## EXERCISE
Copy the lines below word for word, beginning with the line that contains "Give every instance of the dark" and continuing through the line that contains "[[[471,256],[471,258],[482,258],[484,260],[490,260],[490,256]]]", with both of those lines included.

»»

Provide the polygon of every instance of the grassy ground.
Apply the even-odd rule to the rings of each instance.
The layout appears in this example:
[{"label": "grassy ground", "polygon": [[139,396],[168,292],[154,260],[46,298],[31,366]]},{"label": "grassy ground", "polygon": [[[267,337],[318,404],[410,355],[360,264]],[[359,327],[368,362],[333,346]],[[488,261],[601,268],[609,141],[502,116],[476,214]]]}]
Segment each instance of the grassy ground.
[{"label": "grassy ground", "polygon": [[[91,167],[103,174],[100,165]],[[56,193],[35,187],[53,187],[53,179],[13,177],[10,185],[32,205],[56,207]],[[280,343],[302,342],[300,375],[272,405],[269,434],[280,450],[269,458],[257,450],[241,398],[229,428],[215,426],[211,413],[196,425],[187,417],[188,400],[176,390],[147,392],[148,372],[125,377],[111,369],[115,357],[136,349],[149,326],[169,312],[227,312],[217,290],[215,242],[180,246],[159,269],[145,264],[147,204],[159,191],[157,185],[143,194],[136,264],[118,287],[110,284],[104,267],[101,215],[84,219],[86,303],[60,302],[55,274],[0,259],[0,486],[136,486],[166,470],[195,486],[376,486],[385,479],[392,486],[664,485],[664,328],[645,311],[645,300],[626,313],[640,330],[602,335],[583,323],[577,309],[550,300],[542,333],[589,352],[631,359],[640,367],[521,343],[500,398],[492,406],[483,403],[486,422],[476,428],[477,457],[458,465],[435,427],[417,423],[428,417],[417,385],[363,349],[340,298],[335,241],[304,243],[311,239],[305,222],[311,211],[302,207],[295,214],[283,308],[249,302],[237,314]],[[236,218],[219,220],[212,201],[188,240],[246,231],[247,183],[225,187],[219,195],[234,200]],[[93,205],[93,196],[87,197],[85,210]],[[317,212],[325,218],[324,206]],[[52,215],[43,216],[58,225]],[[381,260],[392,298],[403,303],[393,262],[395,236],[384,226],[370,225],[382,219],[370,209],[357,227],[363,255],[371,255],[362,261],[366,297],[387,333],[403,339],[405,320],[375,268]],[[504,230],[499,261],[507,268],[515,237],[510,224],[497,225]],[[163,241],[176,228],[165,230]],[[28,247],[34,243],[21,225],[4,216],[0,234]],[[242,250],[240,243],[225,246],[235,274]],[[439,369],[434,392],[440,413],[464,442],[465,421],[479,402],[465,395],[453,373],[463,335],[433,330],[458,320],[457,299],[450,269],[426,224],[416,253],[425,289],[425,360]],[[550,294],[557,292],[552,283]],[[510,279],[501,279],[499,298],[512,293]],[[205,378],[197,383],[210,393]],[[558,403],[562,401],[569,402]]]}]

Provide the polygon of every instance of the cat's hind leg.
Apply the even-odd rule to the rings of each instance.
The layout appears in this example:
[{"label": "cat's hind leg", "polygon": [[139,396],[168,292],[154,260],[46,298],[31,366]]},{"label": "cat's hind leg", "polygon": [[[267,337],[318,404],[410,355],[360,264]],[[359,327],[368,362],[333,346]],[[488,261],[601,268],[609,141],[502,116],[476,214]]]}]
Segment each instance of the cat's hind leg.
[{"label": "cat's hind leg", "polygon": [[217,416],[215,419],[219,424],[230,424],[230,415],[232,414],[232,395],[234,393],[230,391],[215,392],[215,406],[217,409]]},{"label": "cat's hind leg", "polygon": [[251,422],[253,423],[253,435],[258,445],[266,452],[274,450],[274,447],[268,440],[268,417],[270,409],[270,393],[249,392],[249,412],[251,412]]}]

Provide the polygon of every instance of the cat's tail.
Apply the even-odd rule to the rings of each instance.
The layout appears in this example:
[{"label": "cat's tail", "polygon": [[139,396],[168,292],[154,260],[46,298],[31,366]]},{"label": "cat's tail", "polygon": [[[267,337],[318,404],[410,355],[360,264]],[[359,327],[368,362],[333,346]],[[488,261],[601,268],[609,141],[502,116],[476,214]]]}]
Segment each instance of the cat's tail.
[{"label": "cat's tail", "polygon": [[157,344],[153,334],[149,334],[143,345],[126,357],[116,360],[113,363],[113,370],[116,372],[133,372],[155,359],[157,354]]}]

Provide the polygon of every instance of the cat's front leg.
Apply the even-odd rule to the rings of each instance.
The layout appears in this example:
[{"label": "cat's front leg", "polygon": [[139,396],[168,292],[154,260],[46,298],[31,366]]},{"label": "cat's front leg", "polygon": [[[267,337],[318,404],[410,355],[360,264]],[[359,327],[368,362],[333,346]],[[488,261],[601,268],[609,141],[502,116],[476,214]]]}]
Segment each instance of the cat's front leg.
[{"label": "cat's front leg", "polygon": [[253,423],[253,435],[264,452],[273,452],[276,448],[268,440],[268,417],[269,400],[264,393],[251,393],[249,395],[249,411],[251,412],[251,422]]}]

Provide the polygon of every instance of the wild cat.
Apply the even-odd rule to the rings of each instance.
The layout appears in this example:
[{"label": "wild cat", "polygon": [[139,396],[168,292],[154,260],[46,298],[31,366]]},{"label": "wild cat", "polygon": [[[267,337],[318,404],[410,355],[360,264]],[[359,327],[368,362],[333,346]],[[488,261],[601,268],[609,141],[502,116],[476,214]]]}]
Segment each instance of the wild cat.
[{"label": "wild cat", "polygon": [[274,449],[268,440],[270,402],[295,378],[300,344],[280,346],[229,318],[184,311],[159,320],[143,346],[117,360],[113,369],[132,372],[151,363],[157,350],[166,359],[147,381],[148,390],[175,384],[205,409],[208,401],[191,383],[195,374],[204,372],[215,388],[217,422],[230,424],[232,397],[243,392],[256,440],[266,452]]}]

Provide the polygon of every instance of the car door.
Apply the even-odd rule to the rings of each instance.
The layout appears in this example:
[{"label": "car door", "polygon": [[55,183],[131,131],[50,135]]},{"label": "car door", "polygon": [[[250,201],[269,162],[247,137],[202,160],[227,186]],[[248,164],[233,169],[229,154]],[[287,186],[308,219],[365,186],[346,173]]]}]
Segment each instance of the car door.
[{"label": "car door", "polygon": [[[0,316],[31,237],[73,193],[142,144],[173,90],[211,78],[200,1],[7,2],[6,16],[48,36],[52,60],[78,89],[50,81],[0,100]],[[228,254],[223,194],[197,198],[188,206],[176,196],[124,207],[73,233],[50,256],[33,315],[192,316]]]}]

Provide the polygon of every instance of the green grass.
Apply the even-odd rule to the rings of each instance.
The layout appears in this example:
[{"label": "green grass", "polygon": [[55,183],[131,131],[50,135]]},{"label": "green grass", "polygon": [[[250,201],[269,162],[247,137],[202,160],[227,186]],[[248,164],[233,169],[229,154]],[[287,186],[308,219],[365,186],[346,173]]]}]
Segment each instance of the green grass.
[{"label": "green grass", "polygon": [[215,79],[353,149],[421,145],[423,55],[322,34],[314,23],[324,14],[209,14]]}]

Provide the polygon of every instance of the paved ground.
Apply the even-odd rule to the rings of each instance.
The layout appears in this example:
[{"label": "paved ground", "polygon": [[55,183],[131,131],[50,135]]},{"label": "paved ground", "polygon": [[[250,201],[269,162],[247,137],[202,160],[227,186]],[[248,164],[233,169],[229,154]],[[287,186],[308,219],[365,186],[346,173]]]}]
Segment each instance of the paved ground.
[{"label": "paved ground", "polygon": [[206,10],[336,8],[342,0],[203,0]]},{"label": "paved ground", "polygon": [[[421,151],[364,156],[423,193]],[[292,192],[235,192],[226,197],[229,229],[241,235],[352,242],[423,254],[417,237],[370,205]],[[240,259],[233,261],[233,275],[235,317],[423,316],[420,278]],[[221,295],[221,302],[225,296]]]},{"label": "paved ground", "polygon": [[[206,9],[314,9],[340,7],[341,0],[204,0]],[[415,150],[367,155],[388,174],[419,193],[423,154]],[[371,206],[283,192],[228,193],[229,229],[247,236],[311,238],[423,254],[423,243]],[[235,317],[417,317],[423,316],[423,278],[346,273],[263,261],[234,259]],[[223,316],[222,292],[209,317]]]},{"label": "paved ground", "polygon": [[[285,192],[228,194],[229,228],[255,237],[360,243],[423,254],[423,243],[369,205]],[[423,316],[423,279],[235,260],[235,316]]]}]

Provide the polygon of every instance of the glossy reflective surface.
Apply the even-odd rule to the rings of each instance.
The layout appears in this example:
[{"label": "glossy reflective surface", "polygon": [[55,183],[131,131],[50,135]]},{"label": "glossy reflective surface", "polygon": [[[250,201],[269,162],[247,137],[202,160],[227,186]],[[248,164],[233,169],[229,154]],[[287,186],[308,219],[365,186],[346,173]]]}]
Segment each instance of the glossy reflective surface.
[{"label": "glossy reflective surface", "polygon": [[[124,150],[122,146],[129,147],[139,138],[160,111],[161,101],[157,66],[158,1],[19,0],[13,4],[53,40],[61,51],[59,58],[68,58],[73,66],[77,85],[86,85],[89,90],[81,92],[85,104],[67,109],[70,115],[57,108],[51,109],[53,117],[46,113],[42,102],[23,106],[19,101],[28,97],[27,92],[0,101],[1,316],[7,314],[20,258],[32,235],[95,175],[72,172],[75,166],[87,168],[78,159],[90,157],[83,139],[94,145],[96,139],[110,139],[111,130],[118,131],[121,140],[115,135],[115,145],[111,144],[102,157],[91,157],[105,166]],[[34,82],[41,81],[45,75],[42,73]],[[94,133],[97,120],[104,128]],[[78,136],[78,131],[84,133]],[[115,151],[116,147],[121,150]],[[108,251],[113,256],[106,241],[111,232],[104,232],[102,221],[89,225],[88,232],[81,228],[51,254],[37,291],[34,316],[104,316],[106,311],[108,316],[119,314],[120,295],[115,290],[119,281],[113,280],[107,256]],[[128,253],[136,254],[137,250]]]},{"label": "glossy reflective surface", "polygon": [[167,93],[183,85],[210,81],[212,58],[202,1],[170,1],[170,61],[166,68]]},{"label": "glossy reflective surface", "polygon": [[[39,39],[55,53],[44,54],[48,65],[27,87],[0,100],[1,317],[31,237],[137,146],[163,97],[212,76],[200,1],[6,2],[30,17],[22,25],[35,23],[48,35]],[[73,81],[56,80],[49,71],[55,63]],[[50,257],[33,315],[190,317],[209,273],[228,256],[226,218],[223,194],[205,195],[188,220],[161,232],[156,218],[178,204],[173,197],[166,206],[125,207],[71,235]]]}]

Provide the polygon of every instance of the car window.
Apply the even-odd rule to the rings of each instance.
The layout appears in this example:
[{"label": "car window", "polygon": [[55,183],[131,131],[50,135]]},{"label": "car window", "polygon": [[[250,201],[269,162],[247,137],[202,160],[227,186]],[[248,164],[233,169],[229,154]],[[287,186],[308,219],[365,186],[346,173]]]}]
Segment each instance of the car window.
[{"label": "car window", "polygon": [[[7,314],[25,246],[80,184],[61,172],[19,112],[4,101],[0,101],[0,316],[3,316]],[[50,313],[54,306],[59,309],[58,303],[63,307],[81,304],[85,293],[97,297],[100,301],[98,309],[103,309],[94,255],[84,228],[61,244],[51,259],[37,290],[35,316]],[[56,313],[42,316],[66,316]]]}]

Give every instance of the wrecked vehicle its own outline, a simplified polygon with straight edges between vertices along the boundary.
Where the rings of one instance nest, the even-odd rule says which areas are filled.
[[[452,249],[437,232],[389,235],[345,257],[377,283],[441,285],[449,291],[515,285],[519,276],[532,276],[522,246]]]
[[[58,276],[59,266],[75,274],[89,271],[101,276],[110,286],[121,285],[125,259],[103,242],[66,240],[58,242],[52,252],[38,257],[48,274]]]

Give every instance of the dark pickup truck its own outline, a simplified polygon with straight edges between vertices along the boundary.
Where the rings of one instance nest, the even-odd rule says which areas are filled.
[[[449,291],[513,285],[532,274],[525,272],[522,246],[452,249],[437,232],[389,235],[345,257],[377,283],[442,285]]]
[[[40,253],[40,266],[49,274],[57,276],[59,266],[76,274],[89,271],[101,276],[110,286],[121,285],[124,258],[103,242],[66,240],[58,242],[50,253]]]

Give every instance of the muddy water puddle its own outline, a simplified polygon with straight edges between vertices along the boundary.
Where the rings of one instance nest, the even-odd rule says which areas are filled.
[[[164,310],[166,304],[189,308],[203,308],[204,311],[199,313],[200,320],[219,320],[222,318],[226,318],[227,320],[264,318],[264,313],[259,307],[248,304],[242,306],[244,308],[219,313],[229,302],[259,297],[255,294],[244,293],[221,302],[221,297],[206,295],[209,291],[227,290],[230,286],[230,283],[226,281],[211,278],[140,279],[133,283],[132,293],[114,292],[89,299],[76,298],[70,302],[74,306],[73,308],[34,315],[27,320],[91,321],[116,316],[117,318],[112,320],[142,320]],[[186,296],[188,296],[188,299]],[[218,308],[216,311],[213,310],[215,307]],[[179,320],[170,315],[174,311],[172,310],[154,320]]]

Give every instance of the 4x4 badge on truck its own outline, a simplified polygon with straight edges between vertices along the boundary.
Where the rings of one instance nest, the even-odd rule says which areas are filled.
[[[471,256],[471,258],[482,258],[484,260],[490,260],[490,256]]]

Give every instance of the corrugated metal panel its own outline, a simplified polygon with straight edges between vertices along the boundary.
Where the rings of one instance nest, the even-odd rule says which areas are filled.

««

## FINISHED EXERCISE
Give every instance of the dark pickup truck its own outline, a simplified polygon with straight edges between vertices along the boundary.
Where the rings of one instance nest, the even-odd rule says which areas are filled.
[[[449,291],[513,285],[532,274],[525,272],[522,246],[452,249],[437,232],[389,235],[345,257],[377,283],[442,285]]]
[[[40,253],[40,266],[49,274],[57,276],[59,266],[76,274],[89,271],[101,276],[110,286],[121,285],[124,258],[103,242],[66,240],[58,242],[50,253]]]

Give every instance of the muddy water puddle its own outline, a simplified polygon with straight edges between vertices along the boundary.
Where the rings of one instance nest, the even-odd rule says which areas are filled.
[[[164,310],[166,304],[189,308],[203,308],[204,311],[199,313],[200,320],[219,320],[222,318],[226,318],[227,320],[264,318],[264,313],[259,307],[248,304],[242,306],[244,308],[219,313],[229,302],[259,297],[255,294],[244,293],[221,302],[221,297],[206,295],[209,291],[227,290],[230,286],[230,283],[226,281],[211,278],[140,279],[133,283],[132,293],[114,292],[89,299],[76,298],[70,302],[74,306],[73,308],[34,315],[27,320],[91,321],[116,316],[117,318],[112,320],[142,320]],[[186,296],[188,296],[188,299]],[[218,308],[216,311],[213,310],[215,307]],[[179,320],[170,315],[174,311],[172,310],[154,320]]]

Give every instance of the 4x4 badge on truck its own outline, a simplified polygon with straight edges between vertices along the boundary.
Where the rings of one instance nest, the even-odd rule says which areas are filled.
[[[471,256],[471,258],[482,258],[484,260],[490,260],[490,256]]]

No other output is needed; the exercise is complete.